PASSAGE PROVIDED:
From Publishers Weekly
In the past few decades, scholars have produced a prodigious amount of work on the Nazi period and the Holocaust. As Deak puts it, "Holocaust literature is one of the richest devoted to a single event; it is also one of the newest." In this collection of scholarly essays, many of them first published in the New York Review of Books and the New Republic, Deak provides a balanced, incisive review of much of this academic work. The articles deal with a broad variety of topics, demonstrating remarkable familiarity with hundreds of books, all crafted around several themes. De k, a Hungarian-born professor of history at Columbia University, generally takes a cautious approach to the vast amounts of scholarship he reviews, ranging from the initial support for the Nazi Party (more spread out among all classes of society than once believed), Pope Pius XII and the Jews (the pope "proved weak and fallible") and the Holocaust in several European countries (all of which, he says, "produced roughly the same proportion of butchers, of the indifferent, of sympathizers, and of active rescuers"). But he's not afraid to be more opinionated. For example, he's critical of Daniel Goldhagen's controversial theory about longstanding "German eliminationist anti-Semitism" being responsible for the Holocaust. "What stands out is the book's preconceived notions and unsubstantiated claims, its intended shock value instead of historical value," he writes. This can take its place alongside Robert Wistrich's Hitler and the Holocaust (Forecasts, Sept. 3) as an up-to-date shortcut to holocaust scholarship.

MATERIAL SUPPLIED:
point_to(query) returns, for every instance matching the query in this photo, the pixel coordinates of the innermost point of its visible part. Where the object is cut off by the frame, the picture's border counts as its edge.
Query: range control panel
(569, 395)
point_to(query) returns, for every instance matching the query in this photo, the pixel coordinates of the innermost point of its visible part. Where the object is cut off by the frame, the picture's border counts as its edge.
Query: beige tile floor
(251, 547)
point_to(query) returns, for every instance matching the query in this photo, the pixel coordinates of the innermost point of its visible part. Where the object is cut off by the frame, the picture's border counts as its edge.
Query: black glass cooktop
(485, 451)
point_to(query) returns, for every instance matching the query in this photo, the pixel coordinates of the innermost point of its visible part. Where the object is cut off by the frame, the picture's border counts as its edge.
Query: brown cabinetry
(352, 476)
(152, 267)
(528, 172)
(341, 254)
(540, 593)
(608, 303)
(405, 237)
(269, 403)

--

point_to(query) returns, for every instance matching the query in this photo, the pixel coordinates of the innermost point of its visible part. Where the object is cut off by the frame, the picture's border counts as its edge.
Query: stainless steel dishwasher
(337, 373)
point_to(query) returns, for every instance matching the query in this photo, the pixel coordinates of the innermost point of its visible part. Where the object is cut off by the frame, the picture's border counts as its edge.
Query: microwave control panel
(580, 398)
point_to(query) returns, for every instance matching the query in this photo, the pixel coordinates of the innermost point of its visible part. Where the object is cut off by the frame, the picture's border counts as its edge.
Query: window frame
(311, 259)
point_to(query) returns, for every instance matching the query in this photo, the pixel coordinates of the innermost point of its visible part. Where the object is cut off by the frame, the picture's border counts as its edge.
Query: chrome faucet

EXERCISE PROMPT: Reproduce the full Publishers Weekly review above, word for word.

WRITTEN ANSWER:
From Publishers Weekly
In the past few decades, scholars have produced a prodigious amount of work on the Nazi period and the Holocaust. As Deak puts it, "Holocaust literature is one of the richest devoted to a single event; it is also one of the newest." In this collection of scholarly essays, many of them first published in the New York Review of Books and the New Republic, Deak provides a balanced, incisive review of much of this academic work. The articles deal with a broad variety of topics, demonstrating remarkable familiarity with hundreds of books, all crafted around several themes. De k, a Hungarian-born professor of history at Columbia University, generally takes a cautious approach to the vast amounts of scholarship he reviews, ranging from the initial support for the Nazi Party (more spread out among all classes of society than once believed), Pope Pius XII and the Jews (the pope "proved weak and fallible") and the Holocaust in several European countries (all of which, he says, "produced roughly the same proportion of butchers, of the indifferent, of sympathizers, and of active rescuers"). But he's not afraid to be more opinionated. For example, he's critical of Daniel Goldhagen's controversial theory about longstanding "German eliminationist anti-Semitism" being responsible for the Holocaust. "What stands out is the book's preconceived notions and unsubstantiated claims, its intended shock value instead of historical value," he writes. This can take its place alongside Robert Wistrich's Hitler and the Holocaust (Forecasts, Sept. 3) as an up-to-date shortcut to holocaust scholarship.